Source data START

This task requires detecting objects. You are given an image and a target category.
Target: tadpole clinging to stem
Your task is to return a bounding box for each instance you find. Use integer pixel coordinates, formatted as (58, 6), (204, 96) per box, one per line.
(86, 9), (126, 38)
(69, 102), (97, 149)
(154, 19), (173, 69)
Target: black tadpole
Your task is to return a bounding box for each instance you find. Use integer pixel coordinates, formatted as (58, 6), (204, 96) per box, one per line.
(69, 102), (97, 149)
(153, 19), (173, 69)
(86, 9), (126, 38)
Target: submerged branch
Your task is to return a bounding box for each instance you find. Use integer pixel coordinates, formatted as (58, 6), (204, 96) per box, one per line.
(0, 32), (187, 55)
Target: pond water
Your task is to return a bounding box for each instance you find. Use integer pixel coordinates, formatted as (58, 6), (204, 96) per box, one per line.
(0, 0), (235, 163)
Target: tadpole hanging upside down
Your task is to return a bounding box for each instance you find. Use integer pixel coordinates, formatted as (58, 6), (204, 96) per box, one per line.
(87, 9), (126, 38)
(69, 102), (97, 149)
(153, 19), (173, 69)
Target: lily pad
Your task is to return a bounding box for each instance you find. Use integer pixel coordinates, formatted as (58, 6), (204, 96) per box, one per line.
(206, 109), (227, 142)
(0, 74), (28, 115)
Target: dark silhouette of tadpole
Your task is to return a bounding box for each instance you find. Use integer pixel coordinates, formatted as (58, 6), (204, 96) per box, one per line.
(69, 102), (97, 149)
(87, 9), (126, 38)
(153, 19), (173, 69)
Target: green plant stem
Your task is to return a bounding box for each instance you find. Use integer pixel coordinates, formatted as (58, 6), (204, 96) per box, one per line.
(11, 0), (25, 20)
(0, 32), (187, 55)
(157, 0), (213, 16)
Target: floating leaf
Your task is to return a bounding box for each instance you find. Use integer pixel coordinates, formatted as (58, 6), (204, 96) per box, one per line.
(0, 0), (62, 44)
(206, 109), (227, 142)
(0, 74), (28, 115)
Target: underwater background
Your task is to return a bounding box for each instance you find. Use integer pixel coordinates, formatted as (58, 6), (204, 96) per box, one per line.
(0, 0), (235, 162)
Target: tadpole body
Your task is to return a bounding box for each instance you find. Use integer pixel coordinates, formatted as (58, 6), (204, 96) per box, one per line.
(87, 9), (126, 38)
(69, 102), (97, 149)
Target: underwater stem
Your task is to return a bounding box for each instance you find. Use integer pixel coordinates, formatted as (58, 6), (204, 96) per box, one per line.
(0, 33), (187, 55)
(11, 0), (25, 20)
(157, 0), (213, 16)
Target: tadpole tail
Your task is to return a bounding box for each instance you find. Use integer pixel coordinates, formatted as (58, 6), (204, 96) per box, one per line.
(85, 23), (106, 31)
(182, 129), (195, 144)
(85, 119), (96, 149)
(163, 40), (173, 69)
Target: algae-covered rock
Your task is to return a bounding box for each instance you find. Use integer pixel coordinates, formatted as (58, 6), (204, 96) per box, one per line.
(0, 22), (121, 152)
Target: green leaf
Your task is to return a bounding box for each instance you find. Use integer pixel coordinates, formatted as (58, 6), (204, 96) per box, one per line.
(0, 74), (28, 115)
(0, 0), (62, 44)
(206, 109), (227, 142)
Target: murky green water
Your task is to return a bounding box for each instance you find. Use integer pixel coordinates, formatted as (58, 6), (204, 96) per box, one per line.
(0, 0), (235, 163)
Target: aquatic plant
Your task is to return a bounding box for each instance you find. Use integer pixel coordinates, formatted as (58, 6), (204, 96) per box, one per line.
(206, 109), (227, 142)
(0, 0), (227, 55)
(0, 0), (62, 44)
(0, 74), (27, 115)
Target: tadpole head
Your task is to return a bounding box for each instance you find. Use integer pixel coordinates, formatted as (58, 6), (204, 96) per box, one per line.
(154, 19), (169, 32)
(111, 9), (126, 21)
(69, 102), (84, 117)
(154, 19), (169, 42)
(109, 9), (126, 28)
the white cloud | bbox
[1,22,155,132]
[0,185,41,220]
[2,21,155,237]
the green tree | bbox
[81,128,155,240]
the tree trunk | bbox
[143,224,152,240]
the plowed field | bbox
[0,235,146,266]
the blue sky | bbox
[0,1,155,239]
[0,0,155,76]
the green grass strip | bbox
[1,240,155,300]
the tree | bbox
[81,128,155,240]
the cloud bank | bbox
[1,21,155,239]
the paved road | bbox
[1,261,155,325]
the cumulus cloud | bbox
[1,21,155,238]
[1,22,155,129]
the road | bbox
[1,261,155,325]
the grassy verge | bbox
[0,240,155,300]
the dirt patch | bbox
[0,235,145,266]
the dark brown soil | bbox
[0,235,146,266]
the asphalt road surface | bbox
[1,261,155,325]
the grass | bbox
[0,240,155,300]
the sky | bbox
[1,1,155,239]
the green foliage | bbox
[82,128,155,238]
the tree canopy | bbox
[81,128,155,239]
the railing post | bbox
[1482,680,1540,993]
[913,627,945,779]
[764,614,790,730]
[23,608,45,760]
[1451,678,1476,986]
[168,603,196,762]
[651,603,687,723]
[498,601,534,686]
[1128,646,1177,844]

Source data END

**Task description:** Copy out the full set of records precisely, leaving nothing out.

**Completed exercise:**
This task requires detecting objects. You are given an image and a target category.
Target: tadpole clinging to stem
Your task is to return a bounding box for each instance you find. Use integer pixel coordinates, formatted as (58, 6), (204, 96) per box, one per line.
(86, 9), (126, 38)
(69, 102), (97, 149)
(154, 19), (173, 69)
Target: black tadpole
Your task is to return a bounding box for each instance you find. Use integer pixel coordinates, formatted as (58, 6), (204, 96) per box, one per line.
(69, 102), (97, 149)
(153, 19), (173, 69)
(86, 9), (126, 38)
Target: submerged branch
Your task is to return a bounding box for each instance you find. Use integer pixel coordinates, formatted as (58, 6), (204, 96) per box, one per line.
(0, 32), (187, 55)
Target: pond water
Your task is to return a bounding box for each instance you find. Use integer pixel coordinates, formatted as (58, 6), (204, 96) per box, one per line.
(0, 0), (235, 163)
Target: tadpole hanging upside down
Your task is to return a bounding box for each instance you find. Use integer pixel coordinates, formatted as (58, 6), (204, 96) per box, one per line.
(87, 9), (126, 38)
(69, 102), (97, 149)
(153, 19), (173, 69)
Target: lily pad
Your task is to return a bounding box for each instance you find. Use integer pixel coordinates, formatted as (58, 6), (204, 96) per box, one per line.
(206, 109), (227, 142)
(0, 74), (28, 115)
Target: dark silhouette of tadpole
Your task is to return a bounding box for each instance you find. Use integer pixel coordinates, formatted as (58, 6), (204, 96) per box, one per line.
(69, 102), (97, 149)
(87, 9), (126, 38)
(153, 19), (173, 69)
Target: green plant stem
Your task is to return a bounding box for each instance you find. Use integer pixel coordinates, formatted as (58, 6), (204, 96) per box, one per line.
(11, 0), (25, 20)
(0, 32), (187, 55)
(157, 0), (213, 16)
Target: floating leaf
Your task is to return a bounding box for each instance you find. Use integer pixel coordinates, formatted as (58, 6), (204, 96) per box, one per line.
(0, 0), (62, 44)
(206, 109), (227, 142)
(0, 74), (28, 115)
Target: underwater background
Your task is to return a bounding box for each instance you find. Use integer pixel coordinates, formatted as (58, 6), (204, 96) per box, one per line.
(0, 0), (235, 162)
Target: tadpole body
Your task is to return a bounding box for each instance you find. Use integer pixel coordinates, formatted as (58, 6), (204, 96) per box, one per line.
(87, 9), (126, 38)
(69, 102), (97, 149)
Target: underwater stem
Your task is to return a bounding box for each instance you find. Use integer pixel coordinates, formatted as (58, 6), (204, 96) per box, one per line.
(0, 33), (187, 55)
(11, 0), (25, 20)
(157, 0), (213, 16)
Target: tadpole tail
Your task is to return a bounding box for each instance you find. Use integer pixel coordinates, formatted as (58, 6), (204, 96) per box, one per line.
(85, 23), (106, 31)
(182, 129), (195, 144)
(85, 119), (96, 149)
(163, 40), (173, 69)
Target: algae-covered rock
Your task is to return a bounding box for each instance you find. Use integer pixel coordinates, formatted as (58, 6), (204, 96) per box, one per line.
(0, 22), (121, 152)
Target: green leaf
Your task is to return a bounding box for each instance you find. Use integer pixel coordinates, formatted as (58, 6), (204, 96) per box, one per line.
(0, 74), (28, 115)
(0, 0), (62, 44)
(206, 109), (227, 142)
Target: murky green water
Your task is to return a bounding box for each instance you find. Use integer pixel coordinates, formatted as (58, 6), (204, 96) per box, one per line.
(0, 0), (235, 163)
Target: aquatic plant
Your task is to return a bounding box for each instance you find. Use integer pixel coordinates, formatted as (58, 6), (204, 96) per box, one per line.
(206, 109), (227, 142)
(0, 0), (227, 55)
(0, 0), (62, 44)
(0, 74), (27, 115)
Target: tadpole head
Your task is to return a bounding box for each instance you find. Use integer pixel coordinates, formatted as (58, 6), (204, 96) per box, one per line.
(154, 19), (169, 32)
(111, 9), (126, 21)
(69, 102), (84, 117)
(154, 19), (169, 42)
(109, 9), (126, 28)
the white cloud | bbox
[1,22,155,132]
[0,185,41,220]
[2,21,155,237]
the green tree | bbox
[81,128,155,240]
the tree trunk | bbox
[143,224,152,240]
the plowed field | bbox
[0,235,146,266]
the blue sky | bbox
[0,1,155,239]
[0,0,155,76]
the green grass strip | bbox
[1,240,155,300]
the tree | bbox
[81,128,155,240]
the cloud bank | bbox
[1,21,155,239]
the paved road | bbox
[1,261,155,325]
the cumulus cloud | bbox
[1,21,155,238]
[1,22,155,129]
the road | bbox
[1,261,155,325]
the grassy verge | bbox
[0,240,155,300]
the dirt patch | bbox
[0,235,145,266]
the dark brown soil | bbox
[0,235,146,266]
the asphalt road surface | bbox
[1,261,155,325]
the grass | bbox
[0,240,155,300]
the sky | bbox
[1,1,155,239]
the green foliage | bbox
[82,128,155,238]
the tree canopy | bbox
[81,128,155,239]
the railing post | bbox
[1482,680,1540,993]
[913,627,945,779]
[764,614,790,730]
[23,608,45,760]
[1451,678,1476,986]
[168,603,196,762]
[651,603,687,723]
[498,601,534,686]
[1128,646,1177,844]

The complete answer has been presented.